■ **What is asked**
Copy the lines below word for word, leaving out the pictures.

-- Begin Data to use --

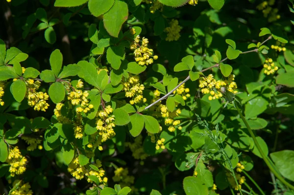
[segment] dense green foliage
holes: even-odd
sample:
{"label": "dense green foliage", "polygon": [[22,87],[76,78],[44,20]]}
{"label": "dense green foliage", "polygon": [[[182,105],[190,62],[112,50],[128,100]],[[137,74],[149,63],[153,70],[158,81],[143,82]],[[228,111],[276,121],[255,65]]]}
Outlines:
{"label": "dense green foliage", "polygon": [[293,3],[3,0],[0,194],[294,195]]}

-- End Data to use --

■ **Response**
[segment] dense green foliage
holes: even-odd
sample:
{"label": "dense green foliage", "polygon": [[22,87],[76,78],[44,20]]}
{"label": "dense green foliage", "polygon": [[[182,105],[190,62],[112,50],[128,100]],[[137,74],[149,63],[153,70],[158,81],[143,82]],[[228,111],[276,121],[255,65]]]}
Outlines:
{"label": "dense green foliage", "polygon": [[293,3],[3,0],[0,194],[294,195]]}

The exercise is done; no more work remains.